* Begin Exercise input *

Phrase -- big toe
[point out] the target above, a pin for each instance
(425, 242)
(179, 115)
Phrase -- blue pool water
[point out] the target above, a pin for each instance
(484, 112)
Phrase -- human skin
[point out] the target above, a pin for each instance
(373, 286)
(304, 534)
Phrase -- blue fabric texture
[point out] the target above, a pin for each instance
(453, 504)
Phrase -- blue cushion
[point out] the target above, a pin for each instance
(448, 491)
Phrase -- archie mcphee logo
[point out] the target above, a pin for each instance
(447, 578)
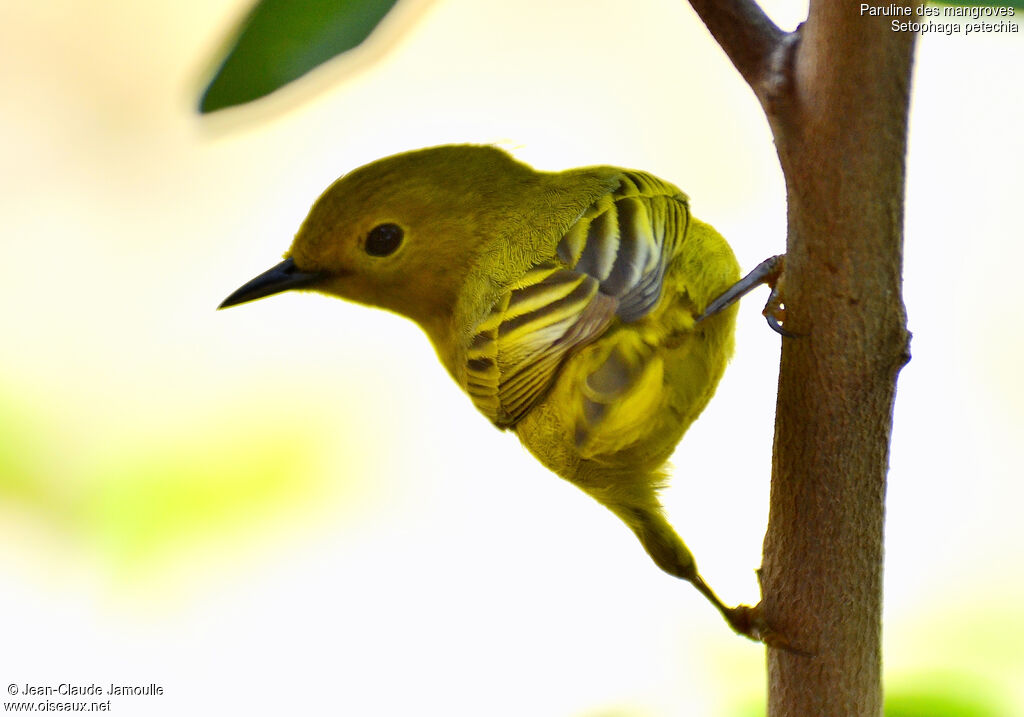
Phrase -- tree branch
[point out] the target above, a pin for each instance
(836, 93)
(756, 45)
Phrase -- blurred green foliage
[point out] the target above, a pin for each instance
(282, 40)
(132, 504)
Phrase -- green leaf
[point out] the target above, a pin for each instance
(282, 40)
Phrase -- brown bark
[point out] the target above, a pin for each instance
(836, 93)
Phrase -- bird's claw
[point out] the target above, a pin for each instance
(768, 271)
(751, 623)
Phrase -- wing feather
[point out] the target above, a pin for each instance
(608, 266)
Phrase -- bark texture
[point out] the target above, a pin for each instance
(836, 93)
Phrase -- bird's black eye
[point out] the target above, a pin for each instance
(383, 240)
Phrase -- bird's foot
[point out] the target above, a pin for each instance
(750, 622)
(768, 271)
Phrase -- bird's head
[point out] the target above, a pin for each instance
(401, 233)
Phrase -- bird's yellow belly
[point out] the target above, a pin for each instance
(621, 405)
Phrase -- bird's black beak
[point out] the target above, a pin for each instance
(281, 278)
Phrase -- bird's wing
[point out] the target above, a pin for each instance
(609, 265)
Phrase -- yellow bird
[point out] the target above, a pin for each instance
(573, 307)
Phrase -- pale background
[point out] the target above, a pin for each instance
(288, 508)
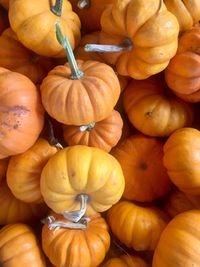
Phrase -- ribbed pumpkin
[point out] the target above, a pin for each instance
(78, 170)
(24, 171)
(187, 12)
(15, 211)
(153, 109)
(15, 57)
(77, 248)
(145, 176)
(21, 113)
(137, 227)
(183, 72)
(20, 247)
(104, 134)
(145, 33)
(180, 241)
(182, 161)
(34, 24)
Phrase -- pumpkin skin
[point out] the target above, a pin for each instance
(181, 159)
(136, 227)
(145, 176)
(21, 113)
(77, 248)
(187, 12)
(80, 102)
(15, 57)
(34, 25)
(24, 170)
(16, 211)
(150, 28)
(179, 243)
(105, 134)
(19, 246)
(182, 74)
(153, 110)
(126, 261)
(82, 169)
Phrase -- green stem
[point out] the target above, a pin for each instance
(64, 41)
(57, 8)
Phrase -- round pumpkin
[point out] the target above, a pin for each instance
(15, 57)
(104, 134)
(144, 35)
(180, 241)
(145, 176)
(77, 248)
(34, 24)
(187, 12)
(137, 227)
(19, 246)
(182, 161)
(153, 110)
(183, 72)
(78, 170)
(24, 171)
(21, 113)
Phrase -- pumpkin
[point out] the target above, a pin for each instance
(15, 57)
(76, 247)
(19, 246)
(33, 22)
(24, 170)
(145, 176)
(182, 161)
(21, 113)
(182, 74)
(187, 12)
(135, 226)
(178, 202)
(15, 211)
(153, 110)
(81, 171)
(78, 94)
(180, 241)
(89, 12)
(138, 37)
(126, 260)
(104, 134)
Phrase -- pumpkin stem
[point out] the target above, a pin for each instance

* End Exercise input *

# [What to produce]
Copy exactly the lines above, from the one containing "Phrase -- ribbed pumpkin" through the very last line.

# [Answer in full]
Phrase -- ribbed pumpkin
[point out] the target above, a pin for each instance
(78, 170)
(24, 171)
(187, 12)
(15, 211)
(153, 109)
(15, 57)
(77, 248)
(145, 176)
(21, 113)
(137, 227)
(183, 72)
(20, 247)
(104, 134)
(145, 33)
(180, 241)
(182, 161)
(34, 24)
Phrase -- pumpkin skin
[point out] the target above, a pin for each instance
(181, 159)
(136, 227)
(145, 176)
(21, 113)
(77, 248)
(187, 12)
(80, 102)
(15, 57)
(34, 25)
(24, 170)
(16, 211)
(150, 28)
(179, 243)
(105, 134)
(19, 246)
(182, 74)
(153, 110)
(126, 261)
(82, 169)
Phrase -- green stem
[point out] the target above, a pin for each instance
(64, 41)
(57, 8)
Phrase -- round pumpkin
[point out] the target above, a pin for each instance
(15, 57)
(104, 134)
(144, 35)
(180, 241)
(145, 176)
(77, 248)
(34, 24)
(187, 12)
(137, 227)
(19, 246)
(182, 161)
(153, 110)
(183, 72)
(78, 170)
(24, 171)
(21, 113)
Phrase -- pumpkin
[point out] the target above, a pin for each instance
(15, 57)
(76, 247)
(19, 246)
(33, 22)
(24, 170)
(145, 176)
(182, 161)
(21, 113)
(182, 74)
(187, 12)
(135, 226)
(178, 202)
(15, 211)
(153, 110)
(81, 171)
(78, 94)
(180, 241)
(89, 12)
(138, 37)
(126, 260)
(104, 134)
Phrase -- pumpkin stem
[point out] the target above, a pin for each instance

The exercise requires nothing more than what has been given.